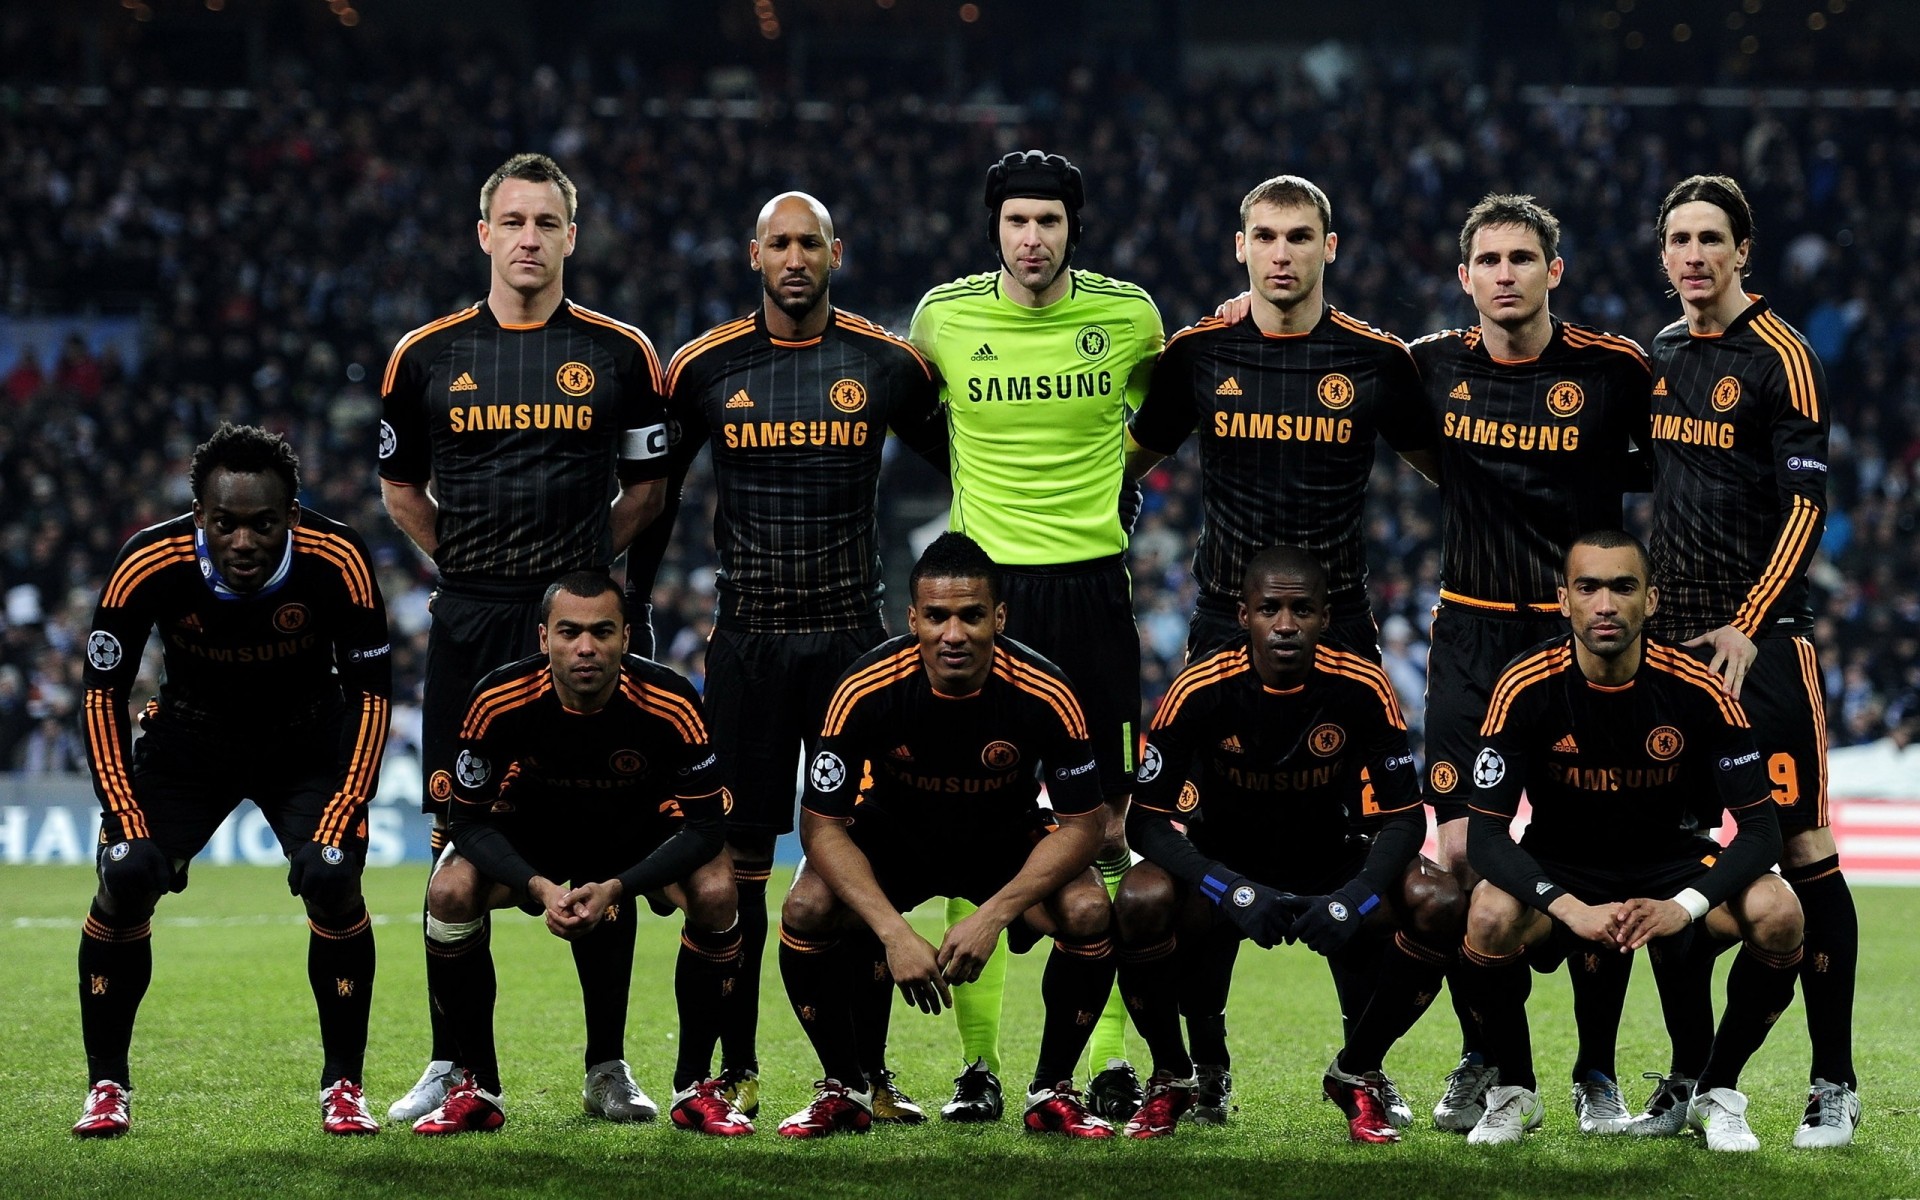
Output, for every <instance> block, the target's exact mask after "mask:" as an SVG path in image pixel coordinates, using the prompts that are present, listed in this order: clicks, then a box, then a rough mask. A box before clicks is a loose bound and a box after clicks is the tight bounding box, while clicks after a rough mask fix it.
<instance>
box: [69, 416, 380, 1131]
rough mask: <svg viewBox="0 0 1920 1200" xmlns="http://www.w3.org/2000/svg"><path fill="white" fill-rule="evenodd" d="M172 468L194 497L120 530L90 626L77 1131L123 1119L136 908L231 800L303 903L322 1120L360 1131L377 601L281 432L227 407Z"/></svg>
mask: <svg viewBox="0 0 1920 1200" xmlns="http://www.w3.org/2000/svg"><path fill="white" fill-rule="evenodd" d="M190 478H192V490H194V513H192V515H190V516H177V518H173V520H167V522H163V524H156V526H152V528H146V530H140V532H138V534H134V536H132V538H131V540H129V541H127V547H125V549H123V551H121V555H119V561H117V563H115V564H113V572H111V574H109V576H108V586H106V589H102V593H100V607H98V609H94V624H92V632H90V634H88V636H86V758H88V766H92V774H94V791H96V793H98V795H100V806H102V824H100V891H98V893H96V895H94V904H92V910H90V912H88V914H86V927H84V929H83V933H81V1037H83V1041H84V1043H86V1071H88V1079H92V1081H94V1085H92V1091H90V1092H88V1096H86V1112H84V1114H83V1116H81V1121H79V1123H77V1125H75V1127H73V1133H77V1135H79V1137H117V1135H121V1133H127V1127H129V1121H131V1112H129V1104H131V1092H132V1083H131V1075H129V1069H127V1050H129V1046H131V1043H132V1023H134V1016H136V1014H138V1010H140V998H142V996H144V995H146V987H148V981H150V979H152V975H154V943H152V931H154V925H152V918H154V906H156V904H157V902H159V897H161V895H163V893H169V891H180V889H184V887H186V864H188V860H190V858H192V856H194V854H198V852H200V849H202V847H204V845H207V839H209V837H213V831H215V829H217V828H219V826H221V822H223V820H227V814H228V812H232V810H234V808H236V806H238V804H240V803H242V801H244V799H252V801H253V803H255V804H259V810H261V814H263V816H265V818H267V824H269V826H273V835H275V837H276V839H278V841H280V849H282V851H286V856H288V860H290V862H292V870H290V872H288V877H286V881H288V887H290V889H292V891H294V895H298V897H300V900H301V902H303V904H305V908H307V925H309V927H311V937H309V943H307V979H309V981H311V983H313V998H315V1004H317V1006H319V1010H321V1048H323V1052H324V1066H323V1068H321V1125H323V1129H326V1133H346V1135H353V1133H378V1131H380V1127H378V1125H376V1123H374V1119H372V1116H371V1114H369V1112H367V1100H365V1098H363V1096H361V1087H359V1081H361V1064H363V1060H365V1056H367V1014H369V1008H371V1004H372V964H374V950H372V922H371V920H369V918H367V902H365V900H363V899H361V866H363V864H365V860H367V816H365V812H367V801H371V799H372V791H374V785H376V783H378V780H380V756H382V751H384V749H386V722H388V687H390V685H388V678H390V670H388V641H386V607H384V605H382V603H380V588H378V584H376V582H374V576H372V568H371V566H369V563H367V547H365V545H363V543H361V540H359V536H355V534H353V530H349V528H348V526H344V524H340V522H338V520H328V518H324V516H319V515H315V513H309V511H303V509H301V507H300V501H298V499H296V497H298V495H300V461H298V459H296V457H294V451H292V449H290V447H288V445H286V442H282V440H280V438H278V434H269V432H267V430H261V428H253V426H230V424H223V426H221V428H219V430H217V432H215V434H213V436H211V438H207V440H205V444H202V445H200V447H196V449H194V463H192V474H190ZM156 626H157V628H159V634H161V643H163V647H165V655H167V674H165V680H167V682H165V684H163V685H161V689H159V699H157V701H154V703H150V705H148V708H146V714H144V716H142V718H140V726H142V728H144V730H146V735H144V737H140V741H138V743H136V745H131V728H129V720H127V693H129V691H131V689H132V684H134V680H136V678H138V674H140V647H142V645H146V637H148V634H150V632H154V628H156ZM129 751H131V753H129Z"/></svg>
* * *
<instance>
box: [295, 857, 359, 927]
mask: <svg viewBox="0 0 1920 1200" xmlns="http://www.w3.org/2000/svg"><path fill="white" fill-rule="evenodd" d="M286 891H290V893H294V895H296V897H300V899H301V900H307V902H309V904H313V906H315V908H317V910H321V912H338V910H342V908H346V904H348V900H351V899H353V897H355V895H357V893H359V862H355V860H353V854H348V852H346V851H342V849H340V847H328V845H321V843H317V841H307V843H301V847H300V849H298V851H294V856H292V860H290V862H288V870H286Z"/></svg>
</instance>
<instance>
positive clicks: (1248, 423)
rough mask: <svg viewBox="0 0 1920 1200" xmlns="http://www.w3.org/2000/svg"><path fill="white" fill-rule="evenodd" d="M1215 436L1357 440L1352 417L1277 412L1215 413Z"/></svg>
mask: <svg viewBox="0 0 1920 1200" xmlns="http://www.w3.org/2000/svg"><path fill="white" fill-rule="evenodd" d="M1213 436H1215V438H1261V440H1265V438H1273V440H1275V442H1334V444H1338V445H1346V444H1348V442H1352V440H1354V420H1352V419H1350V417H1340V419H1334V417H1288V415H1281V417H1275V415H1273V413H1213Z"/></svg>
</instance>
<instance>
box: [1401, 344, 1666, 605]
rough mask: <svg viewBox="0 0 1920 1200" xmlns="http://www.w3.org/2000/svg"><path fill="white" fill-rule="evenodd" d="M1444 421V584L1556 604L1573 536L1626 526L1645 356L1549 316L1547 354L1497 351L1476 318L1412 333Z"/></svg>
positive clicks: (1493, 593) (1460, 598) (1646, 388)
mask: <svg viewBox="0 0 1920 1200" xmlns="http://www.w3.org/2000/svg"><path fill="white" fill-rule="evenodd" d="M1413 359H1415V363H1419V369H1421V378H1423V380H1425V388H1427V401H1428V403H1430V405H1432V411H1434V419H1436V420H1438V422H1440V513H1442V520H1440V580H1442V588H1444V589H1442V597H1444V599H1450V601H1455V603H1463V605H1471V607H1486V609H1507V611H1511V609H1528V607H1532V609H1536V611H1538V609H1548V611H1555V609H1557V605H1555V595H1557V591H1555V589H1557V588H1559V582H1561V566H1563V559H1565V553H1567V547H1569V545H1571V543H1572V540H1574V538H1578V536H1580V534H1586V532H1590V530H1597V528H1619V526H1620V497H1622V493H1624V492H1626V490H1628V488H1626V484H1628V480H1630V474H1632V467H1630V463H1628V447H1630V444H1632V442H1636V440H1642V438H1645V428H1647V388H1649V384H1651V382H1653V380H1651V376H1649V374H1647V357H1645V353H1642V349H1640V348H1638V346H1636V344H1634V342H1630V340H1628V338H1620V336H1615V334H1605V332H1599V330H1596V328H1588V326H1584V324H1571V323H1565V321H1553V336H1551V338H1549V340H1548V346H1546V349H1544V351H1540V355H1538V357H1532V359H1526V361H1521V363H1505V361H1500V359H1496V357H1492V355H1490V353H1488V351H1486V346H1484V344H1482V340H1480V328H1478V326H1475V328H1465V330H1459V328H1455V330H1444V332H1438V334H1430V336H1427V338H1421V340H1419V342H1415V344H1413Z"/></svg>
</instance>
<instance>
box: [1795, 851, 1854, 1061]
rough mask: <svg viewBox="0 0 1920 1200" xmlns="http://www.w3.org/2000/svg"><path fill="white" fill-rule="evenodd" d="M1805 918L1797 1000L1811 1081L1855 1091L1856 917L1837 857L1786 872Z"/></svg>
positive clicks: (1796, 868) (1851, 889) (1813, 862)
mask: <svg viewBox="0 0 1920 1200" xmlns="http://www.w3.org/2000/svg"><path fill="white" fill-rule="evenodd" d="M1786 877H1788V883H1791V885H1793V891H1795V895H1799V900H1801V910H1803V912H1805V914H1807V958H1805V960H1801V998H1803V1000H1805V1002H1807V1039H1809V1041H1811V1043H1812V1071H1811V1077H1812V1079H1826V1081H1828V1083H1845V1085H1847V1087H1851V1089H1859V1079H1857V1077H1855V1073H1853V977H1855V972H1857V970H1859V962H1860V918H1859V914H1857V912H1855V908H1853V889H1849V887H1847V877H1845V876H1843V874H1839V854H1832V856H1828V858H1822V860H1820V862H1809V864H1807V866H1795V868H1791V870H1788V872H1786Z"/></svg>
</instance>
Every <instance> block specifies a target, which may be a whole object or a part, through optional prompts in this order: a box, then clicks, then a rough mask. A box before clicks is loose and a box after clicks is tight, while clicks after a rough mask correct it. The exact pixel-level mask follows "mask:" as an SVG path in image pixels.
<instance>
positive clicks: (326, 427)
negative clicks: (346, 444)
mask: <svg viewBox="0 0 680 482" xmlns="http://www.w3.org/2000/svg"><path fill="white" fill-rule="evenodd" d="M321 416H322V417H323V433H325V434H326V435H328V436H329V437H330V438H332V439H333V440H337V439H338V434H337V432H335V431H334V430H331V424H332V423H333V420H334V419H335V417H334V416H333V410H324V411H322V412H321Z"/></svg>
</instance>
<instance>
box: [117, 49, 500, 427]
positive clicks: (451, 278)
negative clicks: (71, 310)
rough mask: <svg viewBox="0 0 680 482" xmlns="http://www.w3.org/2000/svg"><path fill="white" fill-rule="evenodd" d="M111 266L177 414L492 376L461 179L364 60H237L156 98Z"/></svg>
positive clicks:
...
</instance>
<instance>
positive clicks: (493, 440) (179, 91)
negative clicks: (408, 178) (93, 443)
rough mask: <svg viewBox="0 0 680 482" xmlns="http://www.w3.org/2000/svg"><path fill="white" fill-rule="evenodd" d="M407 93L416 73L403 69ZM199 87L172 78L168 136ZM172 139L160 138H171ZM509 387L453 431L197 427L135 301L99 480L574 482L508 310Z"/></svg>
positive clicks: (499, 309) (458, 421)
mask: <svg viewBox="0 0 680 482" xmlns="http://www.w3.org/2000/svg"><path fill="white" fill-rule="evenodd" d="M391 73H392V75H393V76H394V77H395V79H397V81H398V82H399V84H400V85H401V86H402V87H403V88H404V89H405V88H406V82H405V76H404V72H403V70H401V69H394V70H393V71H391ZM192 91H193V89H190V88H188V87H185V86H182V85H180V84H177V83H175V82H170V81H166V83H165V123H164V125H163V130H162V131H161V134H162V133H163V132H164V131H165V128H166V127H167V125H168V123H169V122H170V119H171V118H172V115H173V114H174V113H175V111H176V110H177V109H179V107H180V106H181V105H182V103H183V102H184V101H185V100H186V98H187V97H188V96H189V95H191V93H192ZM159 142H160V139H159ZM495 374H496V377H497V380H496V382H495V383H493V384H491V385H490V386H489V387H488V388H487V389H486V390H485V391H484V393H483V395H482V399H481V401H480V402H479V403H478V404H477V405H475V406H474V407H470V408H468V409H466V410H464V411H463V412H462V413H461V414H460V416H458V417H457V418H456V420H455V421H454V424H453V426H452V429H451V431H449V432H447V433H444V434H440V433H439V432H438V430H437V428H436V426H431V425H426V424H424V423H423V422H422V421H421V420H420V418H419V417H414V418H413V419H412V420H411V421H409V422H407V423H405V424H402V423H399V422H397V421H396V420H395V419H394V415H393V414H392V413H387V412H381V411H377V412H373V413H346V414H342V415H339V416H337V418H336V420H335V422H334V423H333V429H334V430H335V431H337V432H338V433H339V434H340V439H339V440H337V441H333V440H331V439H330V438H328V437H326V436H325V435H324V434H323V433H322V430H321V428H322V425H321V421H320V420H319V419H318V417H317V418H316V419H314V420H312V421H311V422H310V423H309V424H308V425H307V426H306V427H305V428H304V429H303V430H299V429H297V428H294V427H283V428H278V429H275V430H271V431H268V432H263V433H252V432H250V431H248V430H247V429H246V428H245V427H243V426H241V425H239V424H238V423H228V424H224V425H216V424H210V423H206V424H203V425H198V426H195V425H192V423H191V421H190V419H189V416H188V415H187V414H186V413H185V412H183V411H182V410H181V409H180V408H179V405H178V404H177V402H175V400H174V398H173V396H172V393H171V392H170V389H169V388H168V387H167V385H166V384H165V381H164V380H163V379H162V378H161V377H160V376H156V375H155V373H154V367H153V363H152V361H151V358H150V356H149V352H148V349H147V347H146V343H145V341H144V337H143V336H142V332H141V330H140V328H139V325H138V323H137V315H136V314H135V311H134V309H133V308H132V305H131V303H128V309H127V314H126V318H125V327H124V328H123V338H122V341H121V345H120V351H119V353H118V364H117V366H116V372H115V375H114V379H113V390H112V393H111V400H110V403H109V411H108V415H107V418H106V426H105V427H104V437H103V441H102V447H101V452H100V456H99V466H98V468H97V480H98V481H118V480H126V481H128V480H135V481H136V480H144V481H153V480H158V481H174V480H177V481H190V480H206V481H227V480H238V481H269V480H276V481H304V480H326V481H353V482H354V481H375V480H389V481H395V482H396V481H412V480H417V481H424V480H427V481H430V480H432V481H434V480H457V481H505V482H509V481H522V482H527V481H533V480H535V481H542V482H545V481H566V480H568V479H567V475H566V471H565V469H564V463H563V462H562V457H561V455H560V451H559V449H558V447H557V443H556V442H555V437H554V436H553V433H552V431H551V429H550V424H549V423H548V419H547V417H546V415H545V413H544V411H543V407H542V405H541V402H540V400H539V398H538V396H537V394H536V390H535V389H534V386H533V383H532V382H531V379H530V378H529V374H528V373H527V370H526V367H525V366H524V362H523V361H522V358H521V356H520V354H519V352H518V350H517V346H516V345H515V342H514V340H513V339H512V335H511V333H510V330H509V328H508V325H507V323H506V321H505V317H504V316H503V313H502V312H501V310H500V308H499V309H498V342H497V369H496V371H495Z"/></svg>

■ **Work item**
Nothing but the lines holding the word "block" should be returned from the listing above.

■ **Problem solution**
Output, for every <instance> block, the target's exact mask after "mask:" as an SVG path in image pixel coordinates, using the prompts that are present, listed in this order: clicks, then a box, then a rough mask. A box before clicks is a loose bound and a box after clicks is the tight bounding box, while clicks after a rough mask fix it.
Every <instance> block specifies a target, which may be a whole object or a part, through optional prompts in this order: a box, then clicks, then a rough mask. A box before clicks is loose and a box after clicks is tight, while clicks after a rough mask correct it. The exact pixel-level mask follows "mask:" as an SVG path in image pixels.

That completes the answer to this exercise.